__Provided text__:
^^^^^^^^

Caml
Power

Problem Set 3: Map and Caml-Mathica

Quick Links:

Objectives

In this assignment, you will be given the opportunity to practice functional decomposition of complex problems into smaller, simpler ones. More specifically, you will look at functional decomposition of list processing problems in to subproblems that can be implemented by map, reduce, fold and filter functions. Functional programmers do this all the time in day-to-day programming tasks, but it is also the basis for programming parallel applications in frameworks like Hadoop or Google's Map-Reduce (it's no coincidence the names are the same!)

In addition, you will write your own language for symbolic differentiation using OCaml. This will illustrate just how easy it is to develop your own mini-language inside a functional language like OCaml using recursive data types and pattern matching. A key idea here is that programs can be represented very effectively using OCaml datatypes. Once we have represented programs using datatypes, we can analyze them and transform them in various ways. This is what compilers of all kinds do (like the OCaml compiler itself). In this case our "programs" are small arithmetic expressions, but the idea generalizes to arbitrarily complex programming languages.

Getting Started

Download the code here. Unzip and untar it:

$ tar xfz a3.tgz
Inside, you will see several files. The main ones you need to concern yourself with are:

  • mapreduce.ml which is a self-contained series of exercises involving higher order functions.
  • expression.ml in which you will develop functions to perform symbolic differentiation of algebraic expressions.
  • Support code can be found in ast.ml and expressionLibrary.ml
  • A .merlin file for Merlin to find your source code and additional files after you have compiled.

A few important things to remember before you start:

  • This assignment must be done individually.
  • Make sure that the functions you are asked to write have the correct names and the number and type of arguments specified in the assignment. Programs that do not compile will be subject to penalties on top of regular deductions.
  • Style is naturally subjective, but the COS 326 style guide provides some good rules of thumb.
  • As always, think first; write second; test and revise third. Aim for elegance.
  • Compilation:
    • make mapreduce compiles only Part 1.
    • make expression compiles only Part 2.
    • make and make all compile everything. (If you don't know why these two commands do the same thing, ask your preceptor.)

Part 1: Higher Order Functions (mapreduce.ml)

Map, filter and fold are functions that capture extremely common recursion patterns over lists. A good functional programmer uses these functions to construct solutions to interesting problems using very little code. In this part, you will get practice with higher-order functions by using map and fold to write a number of functions.

  • map is implemented in OCaml by the function List.map.
  • filter is implemented in OCaml by the function List.filter.

^^^^^^^^

__Problem to work on__: Continue the OCaml problem set text from the point where it stops, before the entries begin.

__Photo labels with boxes__:
^^^^^^^^

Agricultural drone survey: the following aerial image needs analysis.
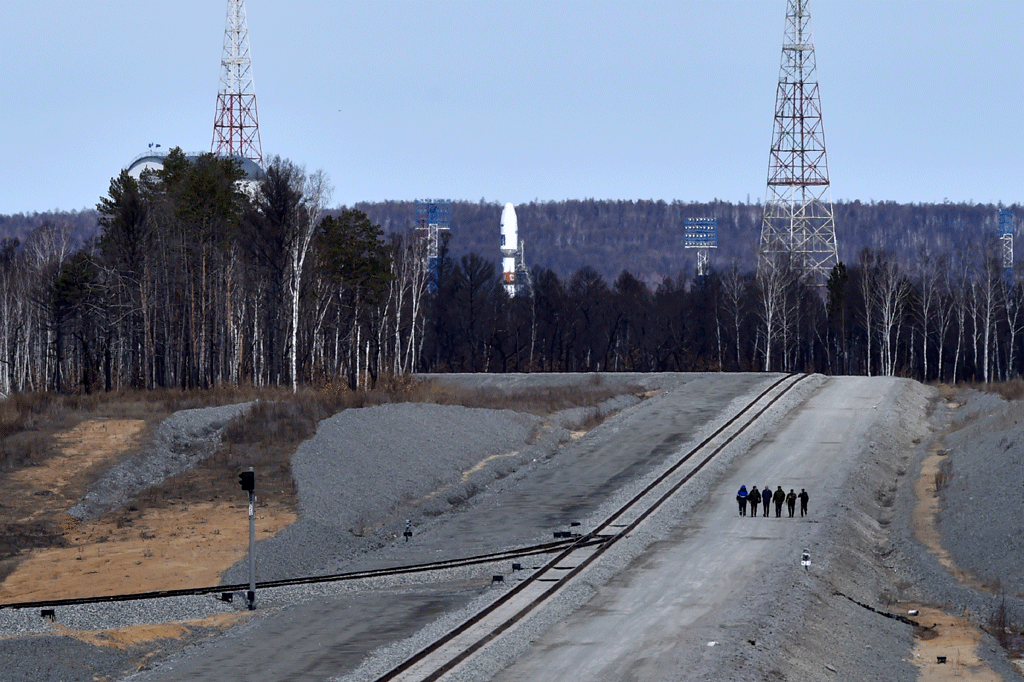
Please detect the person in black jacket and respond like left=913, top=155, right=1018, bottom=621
left=771, top=485, right=785, bottom=518
left=746, top=485, right=761, bottom=516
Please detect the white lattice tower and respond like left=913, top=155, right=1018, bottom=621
left=999, top=209, right=1014, bottom=281
left=758, top=0, right=839, bottom=285
left=211, top=0, right=263, bottom=168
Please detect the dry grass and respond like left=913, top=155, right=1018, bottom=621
left=0, top=375, right=643, bottom=579
left=965, top=377, right=1024, bottom=400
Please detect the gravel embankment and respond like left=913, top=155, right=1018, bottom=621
left=0, top=377, right=1024, bottom=682
left=68, top=402, right=252, bottom=520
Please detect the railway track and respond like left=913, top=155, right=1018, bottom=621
left=0, top=536, right=604, bottom=610
left=0, top=375, right=806, bottom=682
left=377, top=375, right=807, bottom=682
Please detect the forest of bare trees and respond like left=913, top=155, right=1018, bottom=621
left=0, top=159, right=1024, bottom=394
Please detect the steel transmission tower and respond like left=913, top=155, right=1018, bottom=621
left=758, top=0, right=839, bottom=285
left=211, top=0, right=263, bottom=168
left=999, top=209, right=1014, bottom=284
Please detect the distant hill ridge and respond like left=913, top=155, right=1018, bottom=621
left=0, top=199, right=1024, bottom=286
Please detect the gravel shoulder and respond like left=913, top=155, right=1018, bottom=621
left=0, top=375, right=1024, bottom=682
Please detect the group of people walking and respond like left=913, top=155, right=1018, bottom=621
left=736, top=485, right=811, bottom=518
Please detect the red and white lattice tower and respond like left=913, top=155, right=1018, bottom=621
left=758, top=0, right=839, bottom=285
left=212, top=0, right=263, bottom=168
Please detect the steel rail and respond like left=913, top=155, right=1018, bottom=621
left=377, top=374, right=808, bottom=682
left=0, top=537, right=604, bottom=610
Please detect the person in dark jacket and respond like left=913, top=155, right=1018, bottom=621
left=771, top=485, right=785, bottom=518
left=746, top=485, right=761, bottom=516
left=785, top=487, right=797, bottom=518
left=736, top=485, right=746, bottom=516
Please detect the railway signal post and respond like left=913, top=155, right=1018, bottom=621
left=239, top=467, right=256, bottom=611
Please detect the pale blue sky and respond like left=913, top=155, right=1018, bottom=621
left=0, top=0, right=1024, bottom=213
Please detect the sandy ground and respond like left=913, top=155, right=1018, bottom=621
left=899, top=411, right=1002, bottom=682
left=0, top=382, right=1015, bottom=682
left=0, top=420, right=296, bottom=606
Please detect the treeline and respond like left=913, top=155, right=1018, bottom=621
left=420, top=238, right=1024, bottom=382
left=355, top=199, right=1024, bottom=288
left=6, top=199, right=1024, bottom=288
left=0, top=168, right=1024, bottom=393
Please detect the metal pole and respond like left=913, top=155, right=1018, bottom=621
left=247, top=467, right=256, bottom=610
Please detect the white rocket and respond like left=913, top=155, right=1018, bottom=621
left=502, top=203, right=519, bottom=296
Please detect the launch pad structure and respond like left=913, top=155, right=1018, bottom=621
left=415, top=199, right=452, bottom=290
left=758, top=0, right=839, bottom=286
left=683, top=218, right=718, bottom=284
left=211, top=0, right=263, bottom=168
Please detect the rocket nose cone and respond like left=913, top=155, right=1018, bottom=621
left=502, top=203, right=518, bottom=231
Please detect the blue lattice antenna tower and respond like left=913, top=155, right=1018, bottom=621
left=758, top=0, right=839, bottom=285
left=416, top=199, right=452, bottom=288
left=683, top=218, right=718, bottom=284
left=999, top=209, right=1014, bottom=283
left=211, top=0, right=263, bottom=168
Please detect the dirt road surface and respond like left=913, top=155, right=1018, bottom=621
left=487, top=378, right=894, bottom=682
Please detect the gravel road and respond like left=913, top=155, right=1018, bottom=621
left=0, top=375, right=1024, bottom=682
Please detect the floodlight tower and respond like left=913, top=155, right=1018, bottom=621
left=999, top=209, right=1014, bottom=284
left=683, top=218, right=718, bottom=284
left=416, top=199, right=452, bottom=289
left=211, top=0, right=263, bottom=168
left=758, top=0, right=839, bottom=285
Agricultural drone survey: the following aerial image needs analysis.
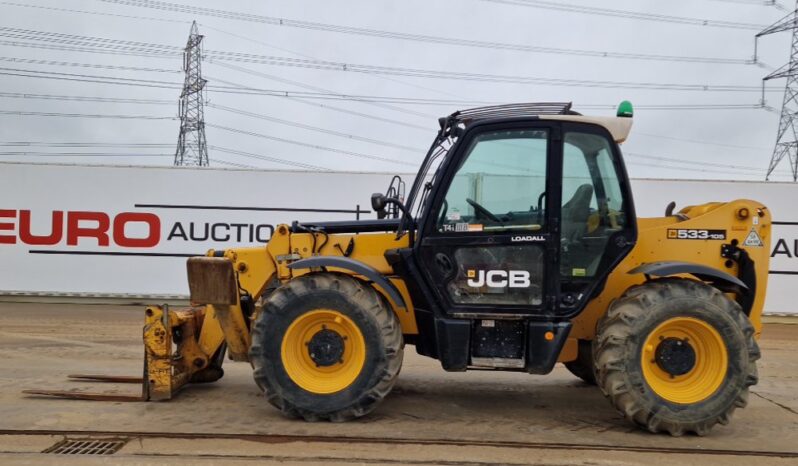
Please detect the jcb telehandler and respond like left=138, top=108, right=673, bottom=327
left=32, top=102, right=771, bottom=435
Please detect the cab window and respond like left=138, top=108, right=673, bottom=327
left=560, top=132, right=626, bottom=279
left=437, top=129, right=548, bottom=232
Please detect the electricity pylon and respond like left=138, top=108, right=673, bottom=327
left=175, top=21, right=208, bottom=167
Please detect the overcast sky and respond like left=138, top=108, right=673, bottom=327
left=0, top=0, right=792, bottom=180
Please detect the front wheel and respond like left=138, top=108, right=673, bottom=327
left=593, top=278, right=760, bottom=436
left=250, top=273, right=403, bottom=421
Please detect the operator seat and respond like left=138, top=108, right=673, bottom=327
left=562, top=183, right=593, bottom=245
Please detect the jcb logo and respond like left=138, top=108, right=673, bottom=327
left=466, top=270, right=531, bottom=288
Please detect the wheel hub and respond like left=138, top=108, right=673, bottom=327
left=307, top=328, right=344, bottom=367
left=654, top=338, right=696, bottom=377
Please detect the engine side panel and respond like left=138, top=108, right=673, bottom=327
left=570, top=199, right=772, bottom=340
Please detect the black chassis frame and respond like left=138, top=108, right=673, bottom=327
left=386, top=116, right=637, bottom=374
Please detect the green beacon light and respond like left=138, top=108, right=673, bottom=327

^^^^^^^^

__Result of the exercise__:
  • fold is implemented in OCaml by the function List.fold_right. However, the standard OCaml library function has its arguments in an inconvenient order. Thus, we have provided you with the function "reduce" which computes identically to fold_right but takes arguments in a different order (discuss with your preceptor why this ordering is more useful).

All instructions for Part 1 can be found in mapreduce.ml, but as a reminder, the rec keyword and other explicit recursive solutions are prohibited for this part. You should be using higher-order functions to complete your tasks.

Part 2: A Language for Symbolic Differentiation (expression.ml)

In the Summer of 1958, John McCarthy (recipient of the Turing Award in 1971) made a major contribution to the field of programming languages. With the objective of writing a program that performed symbolic differentiation of algebraic expressions in a effective way, he noticed that some features that would have helped him to accomplish this task were absent in the programming languages of that time. This led him to the invention of LISP (published in Communications of the ACM in 1960) and other ideas, such as list processing (the name Lisp derives from "List Processing"), recursion, and garbage collection, which are essential to modern programming languages. Nowadays, symbolic differentiation of algebraic expressions is a task that can be conveniently accomplished on modern mathematical packages, such as Mathematica and Maple.

The objective of this part is to build a language that can differentiate and evaluate symbolically represented mathematical expressions that are functions of a single variable. Symbolic expressions consist of numbers, variables, and standard math functions (plus, minus, times, divide, sin, cos, etc).

Conceptual Overview

To get you started, we have provided the datatype that defines the abstract syntax tree for such expressions in ast.ml.

(* abstract syntax tree *)

(* Binary operators. *)
type binop = Add | Sub | Mul 

type expression =
  | Num of float
  | Var
  | Binop of binop * expression * expression

Var represents an occurrence of the single variable "x". Binop(Add, Var, Num 3.0) represents the expression that adds 3.0 to x. The operators "Sub" and "Mul" refer to subtraction and multiplication, respectively. More complicated mathematical expressions involving addition, subtraction, multiplication, constants and the variable x can be constructed using combinations of the constructors in the above datatype definition. For example, "2.0*x + (x*x - 3.0)" can be represented as:

 Binop(Add, Binop(Mul, Num(2.0), Var), Binop(Sub, Binop(Mul,Var,Var), Num(3.0))))

Each such expression represents a tree where nodes are the constructors and the children of each node are the specific operator to use and the arguments of that constructor. Such a tree is called an abstract syntax tree (or AST for short).

How to Compile and Test Part 2

The code you will be editing is in expression.ml. We have used modules to keep this file clean and easy to navigate. There are several ways to compile and test your code, but this is the easiest:

  1. Edit your code until you are ready to test some part
  2. Type make expression in your shell, which will identify any compilation errors.
  3. Run the compiled code with ./expression.d.byte, which will invoke any tests you have constructed.
  4. Evaluate the results of your tests and repeat.

Provided Infrastructure

We have provided some functions to create and manipulate expression values. checkexp is contained in expression.ml. The others are contained in expressionLibrary.ml.

  • parse : translates a string in infix form (such as "x*x - 3.0*x + 2.5") into an expression (treating "x" as the variable). The parse function parses according to the standard order of operations - so "5+x*8" will be read as "5+(x*8)".
  • to_string : prints expressions in a readable form, using infix notation. This function adds parentheses around every binary operation so that the output is completely unambiguous.
  • make_exp : takes in a length l and returns a randomly generated expression of length at most 2l.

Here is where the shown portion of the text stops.